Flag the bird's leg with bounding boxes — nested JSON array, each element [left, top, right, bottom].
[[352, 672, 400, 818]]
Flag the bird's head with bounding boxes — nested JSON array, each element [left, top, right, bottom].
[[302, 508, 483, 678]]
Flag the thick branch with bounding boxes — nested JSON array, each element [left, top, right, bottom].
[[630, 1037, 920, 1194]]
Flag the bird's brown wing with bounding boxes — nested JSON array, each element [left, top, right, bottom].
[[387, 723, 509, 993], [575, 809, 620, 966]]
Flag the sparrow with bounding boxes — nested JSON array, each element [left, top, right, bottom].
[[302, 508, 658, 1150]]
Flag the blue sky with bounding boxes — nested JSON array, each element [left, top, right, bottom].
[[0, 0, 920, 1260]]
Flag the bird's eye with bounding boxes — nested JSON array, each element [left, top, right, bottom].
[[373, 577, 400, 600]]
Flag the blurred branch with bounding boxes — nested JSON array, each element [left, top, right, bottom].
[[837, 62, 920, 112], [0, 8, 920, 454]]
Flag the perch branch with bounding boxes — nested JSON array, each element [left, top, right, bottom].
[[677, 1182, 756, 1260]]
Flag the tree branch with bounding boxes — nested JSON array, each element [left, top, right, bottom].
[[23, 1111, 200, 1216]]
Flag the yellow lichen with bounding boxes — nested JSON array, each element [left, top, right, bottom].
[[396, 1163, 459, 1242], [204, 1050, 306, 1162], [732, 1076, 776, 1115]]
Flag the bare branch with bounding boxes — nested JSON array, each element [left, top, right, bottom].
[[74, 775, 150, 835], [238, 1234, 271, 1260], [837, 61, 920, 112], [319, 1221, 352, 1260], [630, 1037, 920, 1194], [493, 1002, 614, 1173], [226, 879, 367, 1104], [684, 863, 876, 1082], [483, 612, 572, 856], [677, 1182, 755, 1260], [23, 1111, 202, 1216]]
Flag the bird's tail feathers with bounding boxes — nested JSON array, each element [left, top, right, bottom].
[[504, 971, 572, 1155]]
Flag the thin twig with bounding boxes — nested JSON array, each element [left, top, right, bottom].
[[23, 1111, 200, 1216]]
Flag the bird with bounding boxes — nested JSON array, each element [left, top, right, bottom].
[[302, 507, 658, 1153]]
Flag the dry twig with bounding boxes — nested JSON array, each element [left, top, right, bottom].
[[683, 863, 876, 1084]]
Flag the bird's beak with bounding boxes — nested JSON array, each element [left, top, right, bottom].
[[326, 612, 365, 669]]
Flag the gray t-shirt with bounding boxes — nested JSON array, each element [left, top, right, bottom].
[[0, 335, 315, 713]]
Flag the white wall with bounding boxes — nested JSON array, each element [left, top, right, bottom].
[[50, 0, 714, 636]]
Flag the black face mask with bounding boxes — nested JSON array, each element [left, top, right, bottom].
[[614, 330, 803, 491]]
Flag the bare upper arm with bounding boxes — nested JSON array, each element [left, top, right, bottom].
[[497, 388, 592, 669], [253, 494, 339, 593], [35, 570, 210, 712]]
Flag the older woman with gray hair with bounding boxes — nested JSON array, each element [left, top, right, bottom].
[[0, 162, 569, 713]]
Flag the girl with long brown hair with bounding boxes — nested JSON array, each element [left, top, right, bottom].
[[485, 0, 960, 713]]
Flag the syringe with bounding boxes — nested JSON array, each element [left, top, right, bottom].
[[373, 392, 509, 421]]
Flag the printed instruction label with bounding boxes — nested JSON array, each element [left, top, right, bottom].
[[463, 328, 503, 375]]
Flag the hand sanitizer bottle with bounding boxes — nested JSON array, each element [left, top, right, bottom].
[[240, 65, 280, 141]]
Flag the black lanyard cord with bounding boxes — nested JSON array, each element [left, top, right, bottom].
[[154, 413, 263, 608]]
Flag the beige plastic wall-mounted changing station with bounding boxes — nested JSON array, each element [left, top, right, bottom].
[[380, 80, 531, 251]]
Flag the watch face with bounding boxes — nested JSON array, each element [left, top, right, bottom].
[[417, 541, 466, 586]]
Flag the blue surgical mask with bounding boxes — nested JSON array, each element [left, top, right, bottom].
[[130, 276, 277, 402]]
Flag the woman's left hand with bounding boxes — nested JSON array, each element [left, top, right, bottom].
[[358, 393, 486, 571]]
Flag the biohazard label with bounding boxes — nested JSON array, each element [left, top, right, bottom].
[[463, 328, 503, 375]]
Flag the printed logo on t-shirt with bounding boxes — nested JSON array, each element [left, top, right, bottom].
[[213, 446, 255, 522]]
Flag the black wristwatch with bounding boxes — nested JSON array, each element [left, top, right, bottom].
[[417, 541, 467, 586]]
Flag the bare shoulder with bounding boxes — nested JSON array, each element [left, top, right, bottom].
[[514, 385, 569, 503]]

*-*-*

> _Requirements_
Write out again the lines from the line with "Flag the yellow" to the line with "1076, 776, 1115]]", both included, adding 116 to every bounding box coordinate.

> _Response below_
Flag the yellow lichen with bounding boxes — nested JSON array, each element [left, top, right, bottom].
[[512, 1279, 575, 1358], [320, 1166, 422, 1278], [848, 1192, 892, 1231]]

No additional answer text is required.